**Instructions to follow**
The listing below must be repeated word for word, with its images excluded.

**Recorded information**
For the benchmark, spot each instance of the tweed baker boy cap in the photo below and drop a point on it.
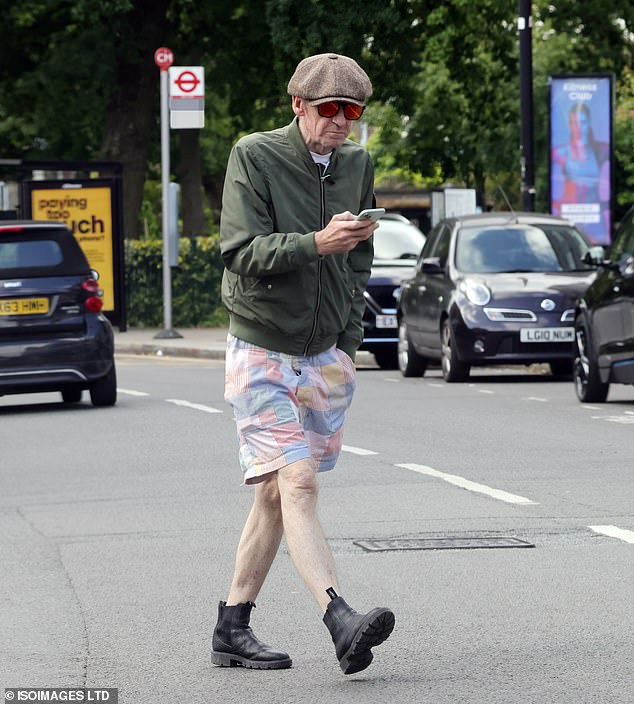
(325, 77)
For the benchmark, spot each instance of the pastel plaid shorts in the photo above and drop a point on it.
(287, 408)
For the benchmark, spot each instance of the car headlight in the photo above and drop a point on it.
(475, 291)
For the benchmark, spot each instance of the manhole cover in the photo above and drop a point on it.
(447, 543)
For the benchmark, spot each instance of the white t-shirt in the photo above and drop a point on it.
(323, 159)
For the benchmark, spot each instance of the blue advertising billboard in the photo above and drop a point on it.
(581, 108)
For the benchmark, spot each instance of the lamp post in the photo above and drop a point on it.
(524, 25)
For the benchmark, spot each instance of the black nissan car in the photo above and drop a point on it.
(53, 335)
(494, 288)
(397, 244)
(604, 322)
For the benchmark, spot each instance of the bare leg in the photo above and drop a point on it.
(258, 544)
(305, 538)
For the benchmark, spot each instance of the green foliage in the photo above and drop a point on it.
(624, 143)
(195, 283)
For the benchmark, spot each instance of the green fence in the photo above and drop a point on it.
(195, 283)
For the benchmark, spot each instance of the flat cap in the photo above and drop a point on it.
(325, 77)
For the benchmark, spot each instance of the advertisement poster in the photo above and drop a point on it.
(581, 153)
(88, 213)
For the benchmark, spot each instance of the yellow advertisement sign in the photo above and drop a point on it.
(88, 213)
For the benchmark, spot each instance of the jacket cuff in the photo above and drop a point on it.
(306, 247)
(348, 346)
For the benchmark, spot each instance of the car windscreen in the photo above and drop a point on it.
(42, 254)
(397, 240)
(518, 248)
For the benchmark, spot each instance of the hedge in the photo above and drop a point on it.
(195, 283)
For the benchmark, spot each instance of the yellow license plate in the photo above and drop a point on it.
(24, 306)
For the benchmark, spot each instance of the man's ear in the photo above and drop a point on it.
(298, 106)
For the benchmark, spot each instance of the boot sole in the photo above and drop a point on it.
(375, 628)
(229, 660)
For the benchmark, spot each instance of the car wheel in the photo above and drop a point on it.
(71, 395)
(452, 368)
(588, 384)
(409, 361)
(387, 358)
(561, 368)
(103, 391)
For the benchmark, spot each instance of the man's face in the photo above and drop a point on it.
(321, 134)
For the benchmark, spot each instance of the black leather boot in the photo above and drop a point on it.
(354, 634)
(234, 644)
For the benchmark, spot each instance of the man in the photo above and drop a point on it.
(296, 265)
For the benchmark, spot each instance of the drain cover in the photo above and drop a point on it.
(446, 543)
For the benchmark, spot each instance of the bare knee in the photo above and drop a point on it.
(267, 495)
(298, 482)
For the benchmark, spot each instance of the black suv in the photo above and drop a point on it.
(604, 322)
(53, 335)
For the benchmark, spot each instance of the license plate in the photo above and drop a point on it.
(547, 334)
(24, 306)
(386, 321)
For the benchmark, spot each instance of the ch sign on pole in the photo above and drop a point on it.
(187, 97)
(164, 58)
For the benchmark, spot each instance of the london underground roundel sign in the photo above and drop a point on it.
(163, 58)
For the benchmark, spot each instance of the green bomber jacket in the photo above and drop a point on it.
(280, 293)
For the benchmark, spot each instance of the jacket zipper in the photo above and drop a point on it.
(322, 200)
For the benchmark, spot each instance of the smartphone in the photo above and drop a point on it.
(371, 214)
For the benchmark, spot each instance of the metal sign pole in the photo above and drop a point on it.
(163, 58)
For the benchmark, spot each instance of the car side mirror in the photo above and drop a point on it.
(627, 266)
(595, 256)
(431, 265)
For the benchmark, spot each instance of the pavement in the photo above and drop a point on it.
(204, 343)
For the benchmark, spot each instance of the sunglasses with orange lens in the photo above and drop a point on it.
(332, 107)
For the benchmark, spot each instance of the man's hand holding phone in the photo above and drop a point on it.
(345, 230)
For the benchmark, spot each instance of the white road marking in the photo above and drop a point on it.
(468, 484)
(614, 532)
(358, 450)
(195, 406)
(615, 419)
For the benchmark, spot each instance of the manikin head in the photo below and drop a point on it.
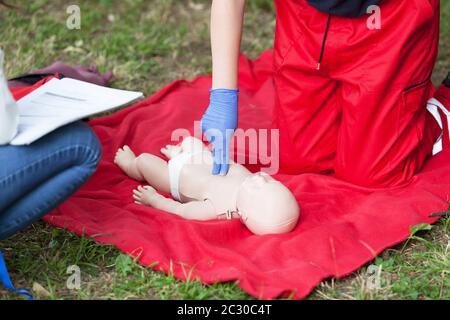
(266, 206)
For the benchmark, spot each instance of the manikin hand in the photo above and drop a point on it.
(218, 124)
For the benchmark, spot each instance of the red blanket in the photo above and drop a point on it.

**Final result**
For the benchmark, spot each instance of the tweed baker boy cap in the photo below and drop a point on it.
(325, 77)
For the benchmark, spot each instance of the pastel plaid shorts in the photo above and drop a point on it.
(287, 408)
For the benchmark, spot each instance of the car headlight in the photo above and drop a point on it.
(475, 291)
For the benchmark, spot each instance of the manhole cover in the photo above and drop a point on it.
(447, 543)
For the benchmark, spot each instance of the white t-shirt in the photo above and drop a point on it.
(323, 159)
For the benchmark, spot each instance of the blue advertising billboard in the photo above and drop a point on it.
(581, 108)
For the benchmark, spot each instance of the lamp post in the photo above and drop a point on it.
(524, 25)
For the benchmark, spot each instance of the black nissan car in the photo above and drop a point on it.
(53, 335)
(494, 288)
(397, 244)
(604, 322)
For the benchmark, spot each instance of the bare leg in the photo above and drop a point on it.
(258, 544)
(305, 538)
For the benchmark, spot each instance of the green foliage in the photo above and drop a point on it.
(624, 143)
(195, 283)
For the benchmark, spot each instance of the green fence in the photo above and drop a point on it.
(195, 283)
For the benchmark, spot each instance of the flat cap in the photo above and drop a point on it.
(325, 77)
For the benchmark, spot each instance of the advertisement poster in the photo above and drop a point on it.
(581, 153)
(88, 213)
For the benchmark, spot each instance of the yellow advertisement sign in the photo above and drop a point on it.
(88, 213)
For the benchmark, spot each instance of the jacket cuff in the photo above and drop a point on it.
(306, 247)
(348, 346)
For the benchmark, spot each instance of the car windscreen in the photo above and drop a point on it.
(42, 254)
(397, 240)
(518, 248)
For the benchmark, spot each instance of the hedge in the photo above and drop a point on it.
(195, 283)
For the benchmark, spot each instance of the yellow license plate in the photo above and drop a point on it.
(24, 306)
For the benchmark, spot each instance of the man's ear in the photo above and drop a point on it.
(298, 106)
For the benchmark, spot each instance of the boot sole in the photo above and drop a point on it.
(375, 628)
(229, 660)
For the benchmark, spot each instance of the car wheel in the photo above and drop a point on it.
(71, 395)
(452, 368)
(588, 384)
(409, 361)
(387, 358)
(561, 368)
(103, 391)
For the benchmark, spot each instance of the man's face in the photo above and drop a point on it.
(321, 134)
For the benchmark, spot each instance of the black leather boot in the photo above and drop a point on it.
(354, 634)
(234, 644)
For the benchmark, spot each instance of the man in the photo above and drop a point on it.
(296, 265)
For the benchmark, spot each instance of the drain cover in the photo above and drop a point on it.
(446, 543)
For the benchmark, spot each instance of the bare knee in the photo above and drop a point on it.
(267, 495)
(298, 482)
For the benchmark, spot each instance of the black suv in the photo above and drop a point on it.
(604, 322)
(53, 335)
For the benchmark, spot each instance of the license plate in the photo above and drop a point on it.
(547, 334)
(24, 306)
(386, 321)
For the benchmark, spot each instance of the ch sign on pole in the photo above and drop a point on it.
(187, 97)
(164, 58)
For the benchmark, spot each instance of the london underground roundel sign in the photo above and drop a point on it.
(163, 58)
For the benchmark, spot each instance of the green bomber jacket in the photo above and drop a point on it.
(280, 293)
For the benchmark, spot each instance of the jacket zipper in the photo above and drop a point on it.
(322, 200)
For the benchmark, spot each instance of the smartphone in the photo above and drop a point on it.
(371, 214)
For the benchmark, spot each instance of the metal sign pole in the photo above and drop a point on it.
(163, 58)
For the benchmark, spot each instance of the car side mirror in the photo above and drop a point on it.
(627, 266)
(595, 256)
(431, 265)
For the benchmark, spot each instance of the pavement in the photo above and drop a point on it.
(204, 343)
For the benchmark, spot each instance of the sunglasses with orange lens in the photo above and drop a point on it.
(332, 107)
For the benchmark, spot each instance of the man's hand holding phone in the photo above and drop a point on it.
(345, 230)
For the benchmark, spot each instance of the white road marking in the photo above and drop a point on it.
(468, 484)
(614, 532)
(358, 450)
(195, 406)
(615, 419)
For the benchmark, spot each instance of the manikin head in the photo below and drop a point on it.
(266, 206)
For the benchmark, spot each instance of the manikin hand in the photo above and drop a point on it.
(218, 124)
For the benchmark, spot each instance of the red blanket in the photo above and drop a point on it.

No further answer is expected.